_TEXT PASSAGE_
Apple Wants to Automate Your Home, From MP3 Player to Hot Tub

Last Updated Jun 4, 2010 11:44 AM EDT

Ask Apple (AAPL) CEO Steve Jobs about the Apple TV product, and he calls it a hobby. However, earlier this week, Apple received a patent for a graphically-oriented approach to home appliance and entertainment automation that puts the living room device into a new light.

A few days ago at the WSJ's All Things Digital conference, Jobs addressed a question about Apple TV and explained that because TV boxes are essentially subsidized by cable and satellite companies, people are unwilling to pay for devices, so there's not much of a market for them:
The television industry fundamentally has a subsidized business model that gives everybody a set-top box for free, or for $10 a month, and that pretty much squashes any opportunity for innovation, because nobody's willing to buy a set-top box.
However, Jobs is anything but a stupid executive. Why keep a business line running if it's not going anywhere? And his claim that Apple TV is an also-ran in the company simply doesn't sound credible in light of the Engadget story about a new iPhone OS-based Apple TV that might run as little as $100.

Clearly price is critical, when you consider Jobs's subsidy argument. However, what will make most people want to bother? My colleague Chris Dannen thinks that gaming will be an important part, and I agree. However, a U.S. patent that Apple received this week -- number 7,730,223, titled, "Wireless home and office appliance management and integration" -- offers a more expansive view.

The patent covers a graphically-oriented way to control home and office appliances and devices over a network. It's home automation, Apple-style:
The present invention provides systems and methods for managing and controlling networked devices. A system comprises a host application executing on, for example, a personal computer, and one or more networked devices executing a client application. A networked device includes a consumer appliance equipped with network capability, a digital device such as MP3 players and DVRs, an electronically-controlled device such as a light circuit or other type of circuit, and the like. The host application automatically establishes communication with the networked device. The networked device configures a user interface for user control of the networked device. The host application provides a graphical layout of the networked device.

Data listing:
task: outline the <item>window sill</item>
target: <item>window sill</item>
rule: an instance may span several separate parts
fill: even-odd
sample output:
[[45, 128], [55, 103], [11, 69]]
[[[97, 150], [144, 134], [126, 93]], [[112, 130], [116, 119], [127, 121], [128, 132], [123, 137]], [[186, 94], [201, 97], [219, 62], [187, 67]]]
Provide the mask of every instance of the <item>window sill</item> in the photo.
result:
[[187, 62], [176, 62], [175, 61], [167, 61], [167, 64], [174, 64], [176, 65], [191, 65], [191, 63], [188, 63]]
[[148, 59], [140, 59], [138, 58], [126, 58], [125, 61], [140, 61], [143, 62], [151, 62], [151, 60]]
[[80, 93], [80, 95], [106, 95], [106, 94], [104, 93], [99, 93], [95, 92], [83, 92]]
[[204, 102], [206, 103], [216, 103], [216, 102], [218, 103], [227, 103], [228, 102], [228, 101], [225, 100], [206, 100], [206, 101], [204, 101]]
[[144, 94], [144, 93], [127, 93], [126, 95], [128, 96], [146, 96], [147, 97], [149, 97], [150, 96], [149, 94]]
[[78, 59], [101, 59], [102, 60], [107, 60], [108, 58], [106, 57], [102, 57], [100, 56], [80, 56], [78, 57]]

_CHALLENGES_
[1] Count the lines in the rows above that contain the string "window", and reply with that number only.
[2] Extend the article on Apple's home automation patent, picking up right after its last sentence.

_RESPONSES PER TASK_
[1] 3

[2]
The patent, which Apple first filed as a provisional patent in 2004, discusses an essential problem in home electronics: a cacophony of manufacturers, functions, and user interfaces. Think of how many different remotes many people have. Except, the patent extends far beyond entertainment electronics. It mentions music and television, yes, but also lighting, dishwashers, and even hot tubs. A "PDA" becomes the remote:
In an office system, daily tasks are automated such as starting the coffee machine in the morning and the dishwasher in the evening. A dishwasher is adapted according to the present invention. A switching device can be a power outlet strip with an electrical output for receiving the electrical plug of the coffee machine, the power outlet strip controlling power to the outlet. The coffee machine is plugged into the switching device, which in turn is plugged into the wall outlet. Now, the user can use a PDA device executing the host application to set up all of the office devices to turn on and off at specific times. To configure, the user opens the host application and the devices are discovered automatically. The dishwasher identifies itself directly to the host application. The switching device also identifies itself, and the user associates this switching device with a label to show that it is controlling the coffee machine. The user can also set up appliance groups to facilitate messaging multiple appliances at once. For example, the user can set up an appliance group of all lights, and could automate the host application to turn off all lights on Friday. Each appliance will continue to operate on schedule because it has its own clock and CPU. That is, even if the user arrives late on Monday, the lights will be on and coffee will be ready.
So you have the iPhone or iPad as the remote. Some version of Apple TV becomes the local nerve center. Everything runs iPhone OS. The Engadget story also mentions cloud storage instead of local -- which evokes both the big data center Apple is building in North Carolina and a great facility for on-demand programming as well as a form of app meant to do things in the home. Plus, Apple invested in a home automation company in 2008. And for the CPUs in all those devices -- maybe it's another reason Apple acquired capabilities to create its own chips. If it can get the media industry chasing the iPad, why not get appliance and electronics manufacturers to buy chips to make themselves Apple compliant? And with the speed of current wireless technology, kiss goodbye the need to run network cables, which opens the market to virtually any household.

Related: Hot tub image: Flickr user Andrei!, CC 2.0.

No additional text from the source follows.